_What this task involves_: Rewrite the rows from the line containing "Shelf audit: locate every instance of the white pants" through the line containing "(245, 1064)", inclusive, changing "Positions" to "Coordinates" and leaving everything else as it stands.

_Dataset rows_:
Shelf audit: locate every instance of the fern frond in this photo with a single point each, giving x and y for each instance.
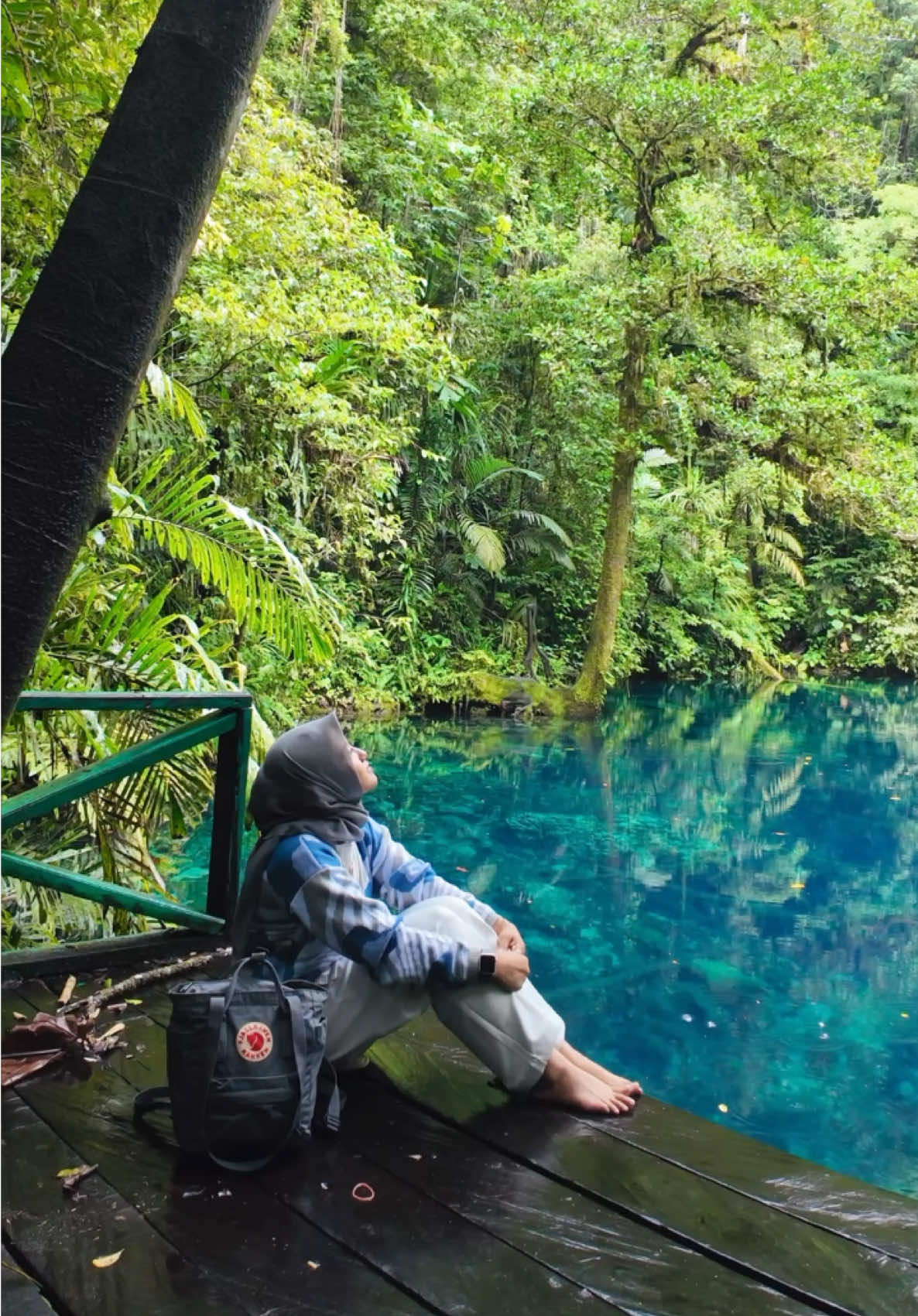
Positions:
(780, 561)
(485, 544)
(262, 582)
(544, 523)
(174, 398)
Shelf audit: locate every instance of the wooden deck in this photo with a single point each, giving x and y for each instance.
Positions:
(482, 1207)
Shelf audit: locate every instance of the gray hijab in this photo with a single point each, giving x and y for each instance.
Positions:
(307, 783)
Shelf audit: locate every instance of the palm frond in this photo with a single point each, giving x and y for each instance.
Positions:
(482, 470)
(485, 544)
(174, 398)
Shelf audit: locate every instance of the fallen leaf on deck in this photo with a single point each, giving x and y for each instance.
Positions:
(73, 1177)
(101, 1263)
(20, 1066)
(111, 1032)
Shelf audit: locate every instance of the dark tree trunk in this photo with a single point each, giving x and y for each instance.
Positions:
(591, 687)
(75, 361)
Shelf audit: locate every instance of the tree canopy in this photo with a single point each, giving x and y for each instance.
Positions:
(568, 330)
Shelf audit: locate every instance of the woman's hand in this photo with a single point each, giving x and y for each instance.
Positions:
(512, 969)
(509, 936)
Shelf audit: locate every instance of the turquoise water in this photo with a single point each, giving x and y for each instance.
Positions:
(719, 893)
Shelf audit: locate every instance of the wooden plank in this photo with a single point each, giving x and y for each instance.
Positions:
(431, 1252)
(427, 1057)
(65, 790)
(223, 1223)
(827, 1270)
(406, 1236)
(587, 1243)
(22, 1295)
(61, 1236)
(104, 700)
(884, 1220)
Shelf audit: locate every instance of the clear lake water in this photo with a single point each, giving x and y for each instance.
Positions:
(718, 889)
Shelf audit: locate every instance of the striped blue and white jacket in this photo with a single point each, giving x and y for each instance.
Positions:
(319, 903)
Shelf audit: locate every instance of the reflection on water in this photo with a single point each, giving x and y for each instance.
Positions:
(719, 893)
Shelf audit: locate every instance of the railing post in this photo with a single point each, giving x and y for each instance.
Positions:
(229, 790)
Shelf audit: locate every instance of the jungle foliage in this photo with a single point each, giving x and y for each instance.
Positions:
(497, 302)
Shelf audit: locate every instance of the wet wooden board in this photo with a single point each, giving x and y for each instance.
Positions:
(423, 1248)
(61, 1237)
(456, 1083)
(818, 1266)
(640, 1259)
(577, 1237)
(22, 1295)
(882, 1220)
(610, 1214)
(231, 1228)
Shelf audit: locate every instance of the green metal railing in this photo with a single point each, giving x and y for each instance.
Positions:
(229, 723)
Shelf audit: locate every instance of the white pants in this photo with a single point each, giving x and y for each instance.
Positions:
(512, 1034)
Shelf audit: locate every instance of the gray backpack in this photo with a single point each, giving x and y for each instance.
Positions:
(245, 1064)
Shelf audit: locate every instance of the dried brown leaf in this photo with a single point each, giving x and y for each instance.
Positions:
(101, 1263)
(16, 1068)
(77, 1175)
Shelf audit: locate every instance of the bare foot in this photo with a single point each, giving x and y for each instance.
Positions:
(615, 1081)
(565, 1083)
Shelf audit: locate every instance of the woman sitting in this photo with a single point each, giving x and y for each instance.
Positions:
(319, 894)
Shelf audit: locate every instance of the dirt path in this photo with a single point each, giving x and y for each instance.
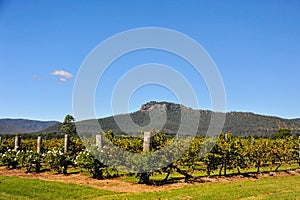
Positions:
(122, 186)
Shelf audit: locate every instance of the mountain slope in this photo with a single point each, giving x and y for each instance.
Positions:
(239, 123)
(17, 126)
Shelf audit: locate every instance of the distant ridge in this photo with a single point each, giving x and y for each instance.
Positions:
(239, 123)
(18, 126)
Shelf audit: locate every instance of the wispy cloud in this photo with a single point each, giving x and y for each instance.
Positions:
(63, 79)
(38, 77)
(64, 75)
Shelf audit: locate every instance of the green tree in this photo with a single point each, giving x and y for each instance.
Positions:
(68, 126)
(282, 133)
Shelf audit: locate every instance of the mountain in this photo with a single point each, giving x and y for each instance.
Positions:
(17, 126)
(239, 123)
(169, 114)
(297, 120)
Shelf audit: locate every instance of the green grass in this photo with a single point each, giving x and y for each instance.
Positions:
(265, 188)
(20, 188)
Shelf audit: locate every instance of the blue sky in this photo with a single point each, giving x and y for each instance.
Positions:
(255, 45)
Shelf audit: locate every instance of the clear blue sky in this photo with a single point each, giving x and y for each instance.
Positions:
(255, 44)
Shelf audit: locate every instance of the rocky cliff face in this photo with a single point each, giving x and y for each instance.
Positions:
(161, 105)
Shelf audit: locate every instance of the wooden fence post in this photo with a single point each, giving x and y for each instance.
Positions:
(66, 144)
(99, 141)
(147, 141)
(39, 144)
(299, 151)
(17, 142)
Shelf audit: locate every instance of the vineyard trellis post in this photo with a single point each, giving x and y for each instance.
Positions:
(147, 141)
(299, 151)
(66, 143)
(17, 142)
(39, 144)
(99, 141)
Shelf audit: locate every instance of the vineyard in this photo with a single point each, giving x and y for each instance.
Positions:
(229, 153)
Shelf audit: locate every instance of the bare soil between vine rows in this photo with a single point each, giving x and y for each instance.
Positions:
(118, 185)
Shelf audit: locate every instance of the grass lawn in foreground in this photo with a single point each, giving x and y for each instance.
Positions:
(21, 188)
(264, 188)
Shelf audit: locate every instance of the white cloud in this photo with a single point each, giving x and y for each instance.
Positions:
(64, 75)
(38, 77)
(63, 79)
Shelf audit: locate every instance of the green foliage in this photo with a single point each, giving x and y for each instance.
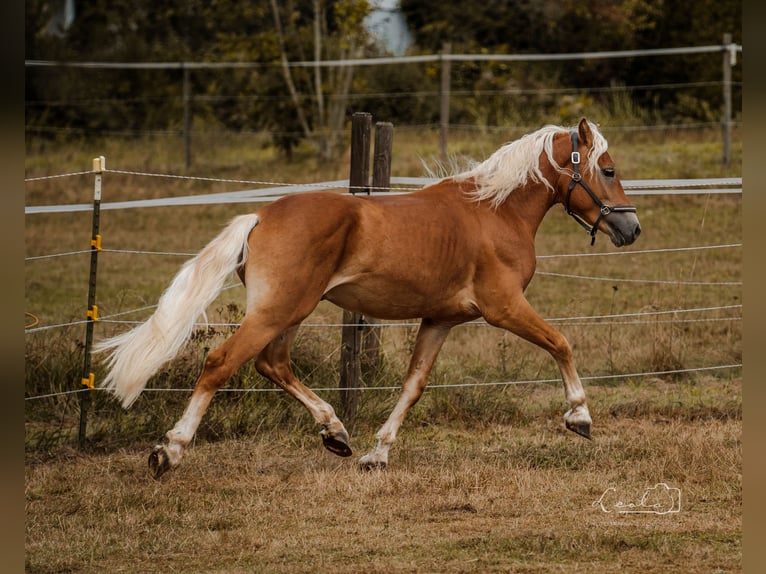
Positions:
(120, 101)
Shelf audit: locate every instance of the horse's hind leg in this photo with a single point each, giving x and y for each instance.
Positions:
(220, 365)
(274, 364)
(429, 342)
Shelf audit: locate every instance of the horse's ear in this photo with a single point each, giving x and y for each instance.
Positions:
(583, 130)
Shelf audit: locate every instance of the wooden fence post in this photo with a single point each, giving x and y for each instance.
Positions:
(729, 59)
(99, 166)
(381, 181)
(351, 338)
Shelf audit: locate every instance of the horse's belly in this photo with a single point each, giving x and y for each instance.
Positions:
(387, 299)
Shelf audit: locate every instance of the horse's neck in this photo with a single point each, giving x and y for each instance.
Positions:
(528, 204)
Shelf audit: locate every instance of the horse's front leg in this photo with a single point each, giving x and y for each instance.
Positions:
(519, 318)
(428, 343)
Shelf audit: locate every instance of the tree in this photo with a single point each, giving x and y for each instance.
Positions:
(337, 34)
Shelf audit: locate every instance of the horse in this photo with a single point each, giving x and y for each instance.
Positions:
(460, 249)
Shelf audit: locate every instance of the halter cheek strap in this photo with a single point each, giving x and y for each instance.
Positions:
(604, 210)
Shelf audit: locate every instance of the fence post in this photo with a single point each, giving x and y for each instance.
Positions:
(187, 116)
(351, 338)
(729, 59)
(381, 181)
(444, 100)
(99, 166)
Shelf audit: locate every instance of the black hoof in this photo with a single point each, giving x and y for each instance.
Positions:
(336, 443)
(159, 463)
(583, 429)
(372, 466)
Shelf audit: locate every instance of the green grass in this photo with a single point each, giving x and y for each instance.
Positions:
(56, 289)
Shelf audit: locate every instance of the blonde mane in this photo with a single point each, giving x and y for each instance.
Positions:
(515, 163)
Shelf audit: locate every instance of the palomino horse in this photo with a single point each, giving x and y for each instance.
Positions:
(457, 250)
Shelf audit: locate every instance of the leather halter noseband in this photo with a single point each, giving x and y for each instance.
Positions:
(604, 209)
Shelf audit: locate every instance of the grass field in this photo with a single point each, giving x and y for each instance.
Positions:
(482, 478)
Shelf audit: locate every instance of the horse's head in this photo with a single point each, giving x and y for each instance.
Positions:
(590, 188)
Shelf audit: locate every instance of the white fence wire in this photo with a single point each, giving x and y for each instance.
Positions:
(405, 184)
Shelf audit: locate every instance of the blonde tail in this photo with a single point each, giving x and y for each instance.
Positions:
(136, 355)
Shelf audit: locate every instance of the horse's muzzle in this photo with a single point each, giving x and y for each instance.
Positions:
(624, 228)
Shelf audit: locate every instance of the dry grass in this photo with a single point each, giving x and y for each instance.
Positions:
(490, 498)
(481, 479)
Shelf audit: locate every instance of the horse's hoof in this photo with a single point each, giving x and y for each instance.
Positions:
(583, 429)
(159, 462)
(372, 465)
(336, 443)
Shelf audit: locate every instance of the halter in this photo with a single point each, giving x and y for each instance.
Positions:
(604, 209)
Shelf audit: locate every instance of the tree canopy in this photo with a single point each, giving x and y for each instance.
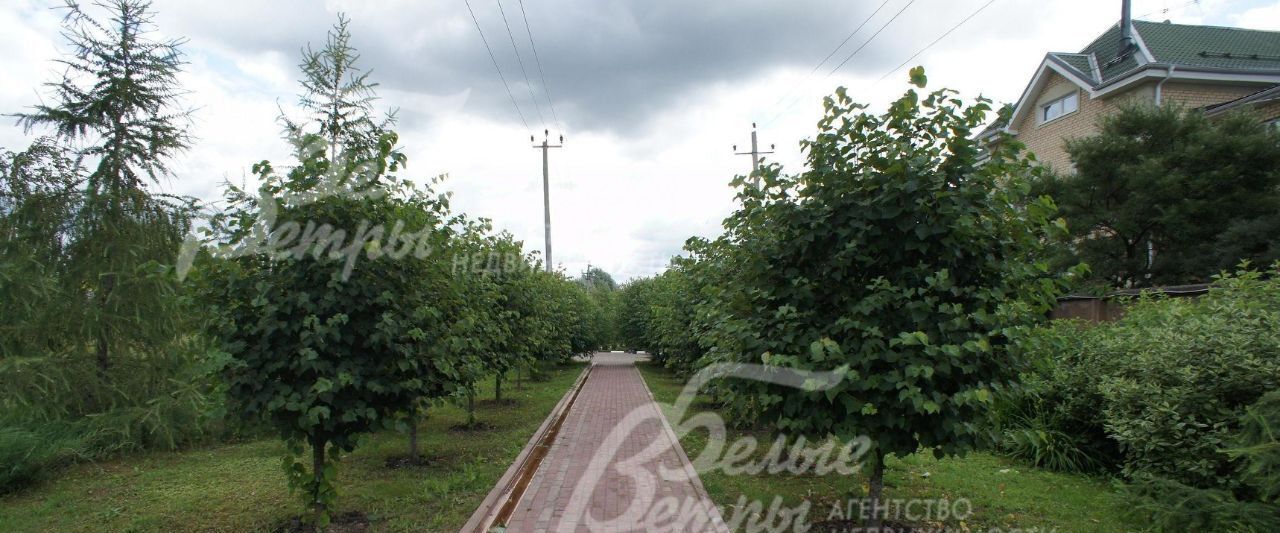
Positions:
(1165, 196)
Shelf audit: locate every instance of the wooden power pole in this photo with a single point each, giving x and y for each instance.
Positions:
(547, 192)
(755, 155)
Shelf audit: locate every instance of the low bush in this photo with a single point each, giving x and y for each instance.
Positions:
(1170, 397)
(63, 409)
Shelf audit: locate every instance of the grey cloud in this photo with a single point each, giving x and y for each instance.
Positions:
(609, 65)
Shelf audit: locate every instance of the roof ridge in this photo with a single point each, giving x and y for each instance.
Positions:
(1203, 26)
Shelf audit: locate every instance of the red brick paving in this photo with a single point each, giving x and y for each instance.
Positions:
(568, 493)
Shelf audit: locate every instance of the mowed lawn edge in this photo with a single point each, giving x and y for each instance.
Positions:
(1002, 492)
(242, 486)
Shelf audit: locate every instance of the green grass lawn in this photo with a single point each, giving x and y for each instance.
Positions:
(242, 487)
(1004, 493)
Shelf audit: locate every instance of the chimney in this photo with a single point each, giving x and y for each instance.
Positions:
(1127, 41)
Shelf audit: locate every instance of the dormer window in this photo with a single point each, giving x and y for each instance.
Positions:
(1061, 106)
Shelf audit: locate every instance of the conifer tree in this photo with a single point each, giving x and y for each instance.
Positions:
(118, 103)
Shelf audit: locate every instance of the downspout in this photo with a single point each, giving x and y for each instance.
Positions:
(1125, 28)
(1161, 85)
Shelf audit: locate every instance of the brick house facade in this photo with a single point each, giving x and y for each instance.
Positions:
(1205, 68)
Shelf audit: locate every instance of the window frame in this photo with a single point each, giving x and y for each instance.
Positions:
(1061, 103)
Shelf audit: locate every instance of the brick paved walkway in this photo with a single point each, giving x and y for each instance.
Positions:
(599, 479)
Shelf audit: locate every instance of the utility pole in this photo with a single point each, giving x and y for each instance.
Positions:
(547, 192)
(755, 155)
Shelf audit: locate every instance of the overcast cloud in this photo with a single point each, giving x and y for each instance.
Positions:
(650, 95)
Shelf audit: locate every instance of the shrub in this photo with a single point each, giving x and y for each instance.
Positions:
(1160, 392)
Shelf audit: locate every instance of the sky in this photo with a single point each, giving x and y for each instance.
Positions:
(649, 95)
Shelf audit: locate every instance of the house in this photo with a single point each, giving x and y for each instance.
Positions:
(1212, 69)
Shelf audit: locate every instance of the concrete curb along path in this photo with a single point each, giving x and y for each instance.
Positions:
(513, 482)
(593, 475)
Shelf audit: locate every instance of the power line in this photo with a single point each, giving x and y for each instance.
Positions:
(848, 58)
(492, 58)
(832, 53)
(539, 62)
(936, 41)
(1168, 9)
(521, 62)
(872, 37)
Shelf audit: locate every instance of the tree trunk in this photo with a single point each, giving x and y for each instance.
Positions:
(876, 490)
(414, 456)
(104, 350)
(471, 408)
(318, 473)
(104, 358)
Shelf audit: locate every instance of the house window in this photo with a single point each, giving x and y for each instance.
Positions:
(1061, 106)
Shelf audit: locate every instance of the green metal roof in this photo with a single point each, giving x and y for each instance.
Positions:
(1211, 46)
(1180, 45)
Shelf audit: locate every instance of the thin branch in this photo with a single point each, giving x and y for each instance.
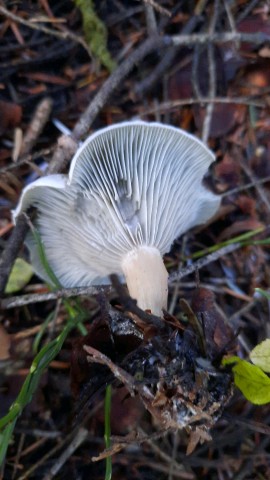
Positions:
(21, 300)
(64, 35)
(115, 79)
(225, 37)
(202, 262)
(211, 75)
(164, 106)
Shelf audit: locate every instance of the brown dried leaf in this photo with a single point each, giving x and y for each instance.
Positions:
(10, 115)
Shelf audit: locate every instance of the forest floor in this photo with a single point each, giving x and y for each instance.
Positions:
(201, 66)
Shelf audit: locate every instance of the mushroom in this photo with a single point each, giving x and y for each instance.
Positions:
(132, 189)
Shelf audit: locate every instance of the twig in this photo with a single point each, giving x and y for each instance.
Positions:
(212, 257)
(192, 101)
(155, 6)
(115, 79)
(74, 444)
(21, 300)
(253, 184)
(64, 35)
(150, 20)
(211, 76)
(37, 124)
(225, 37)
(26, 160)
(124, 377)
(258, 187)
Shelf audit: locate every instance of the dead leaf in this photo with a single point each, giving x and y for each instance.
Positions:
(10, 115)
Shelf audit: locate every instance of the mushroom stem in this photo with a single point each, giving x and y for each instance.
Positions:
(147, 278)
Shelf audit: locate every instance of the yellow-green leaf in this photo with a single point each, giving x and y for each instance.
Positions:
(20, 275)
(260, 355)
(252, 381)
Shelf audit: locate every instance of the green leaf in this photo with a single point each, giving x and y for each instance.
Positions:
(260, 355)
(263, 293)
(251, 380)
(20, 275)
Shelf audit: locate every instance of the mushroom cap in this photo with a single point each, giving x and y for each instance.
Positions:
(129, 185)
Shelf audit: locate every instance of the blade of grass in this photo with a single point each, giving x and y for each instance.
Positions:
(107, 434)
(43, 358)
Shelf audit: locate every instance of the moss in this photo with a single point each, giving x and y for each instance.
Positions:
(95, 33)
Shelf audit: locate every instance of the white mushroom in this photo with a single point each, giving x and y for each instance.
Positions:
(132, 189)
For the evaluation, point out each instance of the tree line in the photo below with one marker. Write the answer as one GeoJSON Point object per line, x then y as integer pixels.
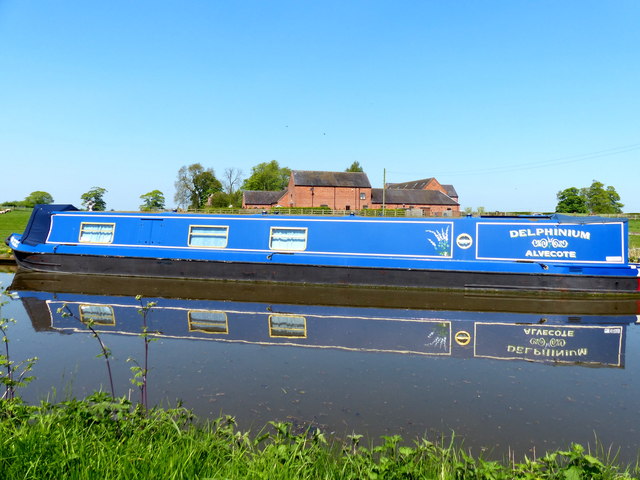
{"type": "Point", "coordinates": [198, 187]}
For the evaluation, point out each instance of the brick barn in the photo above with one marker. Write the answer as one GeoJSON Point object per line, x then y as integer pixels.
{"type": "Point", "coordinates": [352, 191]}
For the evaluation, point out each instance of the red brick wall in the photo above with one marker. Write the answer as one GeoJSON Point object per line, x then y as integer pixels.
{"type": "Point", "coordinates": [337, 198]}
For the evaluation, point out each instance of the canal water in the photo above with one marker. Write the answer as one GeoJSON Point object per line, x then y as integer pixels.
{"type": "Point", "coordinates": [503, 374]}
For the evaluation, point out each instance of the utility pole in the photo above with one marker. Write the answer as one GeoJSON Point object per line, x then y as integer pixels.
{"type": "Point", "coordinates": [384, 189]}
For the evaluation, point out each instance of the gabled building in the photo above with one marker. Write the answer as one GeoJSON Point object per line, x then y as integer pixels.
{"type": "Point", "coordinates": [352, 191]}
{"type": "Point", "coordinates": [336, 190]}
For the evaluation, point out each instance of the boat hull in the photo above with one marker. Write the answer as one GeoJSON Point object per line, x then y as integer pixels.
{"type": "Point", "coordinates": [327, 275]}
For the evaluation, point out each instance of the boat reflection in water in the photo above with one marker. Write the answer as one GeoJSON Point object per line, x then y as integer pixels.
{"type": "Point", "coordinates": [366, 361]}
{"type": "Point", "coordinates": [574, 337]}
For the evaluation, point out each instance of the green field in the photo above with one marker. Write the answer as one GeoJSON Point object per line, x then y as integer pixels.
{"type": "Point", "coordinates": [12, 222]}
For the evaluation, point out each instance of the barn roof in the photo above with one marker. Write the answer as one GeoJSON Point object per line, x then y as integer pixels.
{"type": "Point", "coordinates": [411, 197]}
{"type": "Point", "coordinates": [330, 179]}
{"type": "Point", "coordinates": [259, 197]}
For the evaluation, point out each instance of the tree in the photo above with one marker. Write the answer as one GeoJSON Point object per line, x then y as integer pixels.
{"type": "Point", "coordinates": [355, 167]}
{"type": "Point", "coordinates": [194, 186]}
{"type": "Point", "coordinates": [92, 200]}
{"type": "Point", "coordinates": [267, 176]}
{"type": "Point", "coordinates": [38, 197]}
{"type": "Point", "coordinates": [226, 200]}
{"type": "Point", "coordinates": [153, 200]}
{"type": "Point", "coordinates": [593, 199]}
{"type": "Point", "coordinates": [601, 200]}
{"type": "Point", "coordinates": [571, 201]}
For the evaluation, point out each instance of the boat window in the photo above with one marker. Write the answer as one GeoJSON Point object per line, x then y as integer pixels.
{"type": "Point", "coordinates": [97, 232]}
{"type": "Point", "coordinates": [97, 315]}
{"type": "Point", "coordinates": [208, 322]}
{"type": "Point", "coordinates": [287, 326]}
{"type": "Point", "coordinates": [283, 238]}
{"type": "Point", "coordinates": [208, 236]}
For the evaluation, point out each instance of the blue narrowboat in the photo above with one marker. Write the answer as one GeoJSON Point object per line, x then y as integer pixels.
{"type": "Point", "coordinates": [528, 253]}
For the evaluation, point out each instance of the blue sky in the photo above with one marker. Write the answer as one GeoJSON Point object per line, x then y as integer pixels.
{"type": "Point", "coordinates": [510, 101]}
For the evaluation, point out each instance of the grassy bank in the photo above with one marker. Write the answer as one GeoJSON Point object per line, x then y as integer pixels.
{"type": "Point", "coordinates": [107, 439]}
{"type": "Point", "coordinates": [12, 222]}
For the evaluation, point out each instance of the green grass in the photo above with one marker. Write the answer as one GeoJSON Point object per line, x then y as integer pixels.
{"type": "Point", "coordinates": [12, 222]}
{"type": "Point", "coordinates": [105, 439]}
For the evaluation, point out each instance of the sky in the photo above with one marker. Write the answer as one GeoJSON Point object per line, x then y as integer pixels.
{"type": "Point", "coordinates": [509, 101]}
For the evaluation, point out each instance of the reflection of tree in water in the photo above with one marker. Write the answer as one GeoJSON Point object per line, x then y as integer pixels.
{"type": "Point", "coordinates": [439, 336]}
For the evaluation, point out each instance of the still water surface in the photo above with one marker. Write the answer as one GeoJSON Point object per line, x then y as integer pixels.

_Correct result_:
Shelf audit: locate every instance of the white pants in this photo with a single point each, giving x and y for each instance.
Coordinates:
(512, 1034)
Shelf audit: locate every instance of the gray backpack in this photo with a single point each, giving x and y for each instance.
Coordinates:
(245, 1064)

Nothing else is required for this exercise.